_Your assignment_
The answer must be a bare number: the count of lines below that contain "overcast".

_Supplied material_

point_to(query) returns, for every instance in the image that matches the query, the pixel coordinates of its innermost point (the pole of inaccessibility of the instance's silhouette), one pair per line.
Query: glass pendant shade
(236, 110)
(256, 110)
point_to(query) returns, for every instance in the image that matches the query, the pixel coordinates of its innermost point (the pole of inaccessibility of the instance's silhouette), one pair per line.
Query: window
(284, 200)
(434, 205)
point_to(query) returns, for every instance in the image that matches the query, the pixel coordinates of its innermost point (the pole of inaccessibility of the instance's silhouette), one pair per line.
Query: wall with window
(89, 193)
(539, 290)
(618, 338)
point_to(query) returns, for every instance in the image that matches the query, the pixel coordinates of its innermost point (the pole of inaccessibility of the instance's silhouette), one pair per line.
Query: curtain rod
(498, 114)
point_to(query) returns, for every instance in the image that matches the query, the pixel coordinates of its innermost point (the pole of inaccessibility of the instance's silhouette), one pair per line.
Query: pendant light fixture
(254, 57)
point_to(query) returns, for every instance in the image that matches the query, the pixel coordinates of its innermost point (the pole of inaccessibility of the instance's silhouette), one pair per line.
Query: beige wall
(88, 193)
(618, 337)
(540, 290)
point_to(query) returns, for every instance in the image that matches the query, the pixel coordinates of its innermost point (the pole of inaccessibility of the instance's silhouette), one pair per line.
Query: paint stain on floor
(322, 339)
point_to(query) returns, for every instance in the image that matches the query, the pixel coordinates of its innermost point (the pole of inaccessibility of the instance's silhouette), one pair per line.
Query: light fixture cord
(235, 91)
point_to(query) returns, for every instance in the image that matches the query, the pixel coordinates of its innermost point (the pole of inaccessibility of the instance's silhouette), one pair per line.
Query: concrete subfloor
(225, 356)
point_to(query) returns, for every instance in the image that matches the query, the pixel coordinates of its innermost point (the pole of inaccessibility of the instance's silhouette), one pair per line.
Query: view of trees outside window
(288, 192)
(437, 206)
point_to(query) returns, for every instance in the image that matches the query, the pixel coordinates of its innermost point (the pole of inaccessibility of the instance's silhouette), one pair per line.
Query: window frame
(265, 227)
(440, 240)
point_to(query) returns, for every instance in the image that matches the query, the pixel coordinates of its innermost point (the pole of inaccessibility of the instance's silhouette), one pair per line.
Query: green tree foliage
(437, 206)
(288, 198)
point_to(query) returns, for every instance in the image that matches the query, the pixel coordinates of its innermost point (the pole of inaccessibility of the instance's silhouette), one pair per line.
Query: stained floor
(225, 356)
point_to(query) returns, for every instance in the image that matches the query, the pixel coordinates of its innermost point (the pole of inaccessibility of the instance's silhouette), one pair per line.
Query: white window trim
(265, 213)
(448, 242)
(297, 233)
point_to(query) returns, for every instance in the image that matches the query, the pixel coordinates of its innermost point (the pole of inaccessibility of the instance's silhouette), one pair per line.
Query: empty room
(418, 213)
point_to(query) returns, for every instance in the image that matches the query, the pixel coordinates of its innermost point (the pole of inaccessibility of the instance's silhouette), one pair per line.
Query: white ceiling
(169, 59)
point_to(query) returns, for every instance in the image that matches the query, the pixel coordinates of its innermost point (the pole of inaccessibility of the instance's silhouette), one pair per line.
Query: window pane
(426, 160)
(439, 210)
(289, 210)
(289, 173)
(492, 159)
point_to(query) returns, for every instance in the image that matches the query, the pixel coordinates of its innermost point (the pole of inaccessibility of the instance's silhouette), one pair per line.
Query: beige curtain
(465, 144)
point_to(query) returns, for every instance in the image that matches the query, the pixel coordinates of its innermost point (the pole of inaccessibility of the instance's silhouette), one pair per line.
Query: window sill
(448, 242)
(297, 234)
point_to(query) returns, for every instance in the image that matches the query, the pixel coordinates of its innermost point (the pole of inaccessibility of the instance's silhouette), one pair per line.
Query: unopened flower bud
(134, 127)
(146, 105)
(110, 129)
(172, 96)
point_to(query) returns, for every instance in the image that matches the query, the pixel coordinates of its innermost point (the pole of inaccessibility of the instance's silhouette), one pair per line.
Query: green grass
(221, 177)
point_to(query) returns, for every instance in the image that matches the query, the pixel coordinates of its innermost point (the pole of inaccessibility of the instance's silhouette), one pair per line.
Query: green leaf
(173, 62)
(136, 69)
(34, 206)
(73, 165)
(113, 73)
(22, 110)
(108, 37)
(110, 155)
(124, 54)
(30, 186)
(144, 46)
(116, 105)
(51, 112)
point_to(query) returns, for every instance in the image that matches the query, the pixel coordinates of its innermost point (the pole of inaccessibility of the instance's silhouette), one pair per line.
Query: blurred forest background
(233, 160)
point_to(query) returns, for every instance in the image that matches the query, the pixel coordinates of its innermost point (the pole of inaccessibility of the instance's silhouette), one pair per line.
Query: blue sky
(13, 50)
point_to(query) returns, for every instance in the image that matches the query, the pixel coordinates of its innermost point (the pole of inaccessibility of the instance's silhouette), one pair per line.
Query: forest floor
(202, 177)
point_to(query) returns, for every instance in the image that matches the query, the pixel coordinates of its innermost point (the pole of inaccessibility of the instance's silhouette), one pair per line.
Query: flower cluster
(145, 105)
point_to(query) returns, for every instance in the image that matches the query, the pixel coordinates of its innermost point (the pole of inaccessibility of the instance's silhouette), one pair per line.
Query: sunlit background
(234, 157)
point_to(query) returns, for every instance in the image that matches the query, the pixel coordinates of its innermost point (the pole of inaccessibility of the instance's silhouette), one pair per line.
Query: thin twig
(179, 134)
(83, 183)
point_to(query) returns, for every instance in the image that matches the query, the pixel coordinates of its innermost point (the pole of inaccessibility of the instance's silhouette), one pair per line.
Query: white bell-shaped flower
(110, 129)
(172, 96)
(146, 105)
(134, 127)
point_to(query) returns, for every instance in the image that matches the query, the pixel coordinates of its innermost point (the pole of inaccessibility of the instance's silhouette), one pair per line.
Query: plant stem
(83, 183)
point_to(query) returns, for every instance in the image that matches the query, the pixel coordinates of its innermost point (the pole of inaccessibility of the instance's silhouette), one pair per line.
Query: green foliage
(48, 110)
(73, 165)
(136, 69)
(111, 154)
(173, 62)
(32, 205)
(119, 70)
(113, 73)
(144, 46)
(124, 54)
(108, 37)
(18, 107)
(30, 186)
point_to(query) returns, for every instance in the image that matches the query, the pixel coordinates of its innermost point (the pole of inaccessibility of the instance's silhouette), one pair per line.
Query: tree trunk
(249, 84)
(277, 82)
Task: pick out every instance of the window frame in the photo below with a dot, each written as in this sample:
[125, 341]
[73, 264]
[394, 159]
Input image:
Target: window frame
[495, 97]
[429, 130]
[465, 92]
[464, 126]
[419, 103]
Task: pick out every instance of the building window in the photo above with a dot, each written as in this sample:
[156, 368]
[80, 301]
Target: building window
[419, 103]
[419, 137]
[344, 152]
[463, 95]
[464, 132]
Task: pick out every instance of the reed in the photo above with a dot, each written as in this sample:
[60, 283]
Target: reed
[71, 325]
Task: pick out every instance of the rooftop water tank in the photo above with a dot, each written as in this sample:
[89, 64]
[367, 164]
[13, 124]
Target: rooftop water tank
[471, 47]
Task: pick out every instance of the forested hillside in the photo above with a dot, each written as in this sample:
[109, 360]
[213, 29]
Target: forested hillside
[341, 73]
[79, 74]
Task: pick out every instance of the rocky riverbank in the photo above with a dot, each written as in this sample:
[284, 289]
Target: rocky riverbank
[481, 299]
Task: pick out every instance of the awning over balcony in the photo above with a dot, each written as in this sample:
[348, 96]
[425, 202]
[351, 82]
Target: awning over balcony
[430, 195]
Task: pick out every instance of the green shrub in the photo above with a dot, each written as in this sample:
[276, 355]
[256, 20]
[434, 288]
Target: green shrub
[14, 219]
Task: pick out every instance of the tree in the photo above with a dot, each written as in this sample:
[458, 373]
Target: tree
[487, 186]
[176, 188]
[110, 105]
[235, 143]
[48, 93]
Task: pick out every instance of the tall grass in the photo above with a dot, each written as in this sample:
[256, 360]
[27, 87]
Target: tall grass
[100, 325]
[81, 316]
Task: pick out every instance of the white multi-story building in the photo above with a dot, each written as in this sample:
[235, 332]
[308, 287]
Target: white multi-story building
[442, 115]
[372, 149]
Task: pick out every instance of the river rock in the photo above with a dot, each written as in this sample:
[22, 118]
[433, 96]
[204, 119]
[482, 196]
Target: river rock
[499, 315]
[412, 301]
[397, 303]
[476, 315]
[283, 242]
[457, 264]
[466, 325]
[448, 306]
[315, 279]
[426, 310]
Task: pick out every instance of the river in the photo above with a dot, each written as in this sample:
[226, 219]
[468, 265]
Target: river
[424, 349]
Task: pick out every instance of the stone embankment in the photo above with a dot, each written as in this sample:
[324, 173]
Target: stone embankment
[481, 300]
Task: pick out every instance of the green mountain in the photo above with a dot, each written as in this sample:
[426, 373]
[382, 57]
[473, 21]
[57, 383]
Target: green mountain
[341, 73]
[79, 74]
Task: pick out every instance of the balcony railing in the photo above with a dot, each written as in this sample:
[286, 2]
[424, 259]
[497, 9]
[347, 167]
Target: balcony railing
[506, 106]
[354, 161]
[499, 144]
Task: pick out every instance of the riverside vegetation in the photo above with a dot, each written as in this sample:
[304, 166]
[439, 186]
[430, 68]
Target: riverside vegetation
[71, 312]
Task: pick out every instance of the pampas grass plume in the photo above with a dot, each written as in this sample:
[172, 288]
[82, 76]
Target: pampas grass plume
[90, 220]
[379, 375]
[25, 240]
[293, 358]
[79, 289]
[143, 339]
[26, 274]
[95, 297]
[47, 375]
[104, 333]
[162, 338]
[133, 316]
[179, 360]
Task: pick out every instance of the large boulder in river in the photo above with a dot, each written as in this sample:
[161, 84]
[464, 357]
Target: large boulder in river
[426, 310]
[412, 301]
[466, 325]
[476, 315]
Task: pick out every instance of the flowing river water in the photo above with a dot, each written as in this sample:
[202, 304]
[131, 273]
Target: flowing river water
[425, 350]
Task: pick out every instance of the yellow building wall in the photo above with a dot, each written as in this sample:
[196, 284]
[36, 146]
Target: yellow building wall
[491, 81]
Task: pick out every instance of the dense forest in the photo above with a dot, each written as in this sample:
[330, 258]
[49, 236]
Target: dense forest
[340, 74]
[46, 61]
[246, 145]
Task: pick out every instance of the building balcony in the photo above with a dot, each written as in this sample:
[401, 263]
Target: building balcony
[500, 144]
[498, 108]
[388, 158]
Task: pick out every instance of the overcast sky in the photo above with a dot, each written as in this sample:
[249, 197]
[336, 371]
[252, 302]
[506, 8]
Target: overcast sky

_Written answer_
2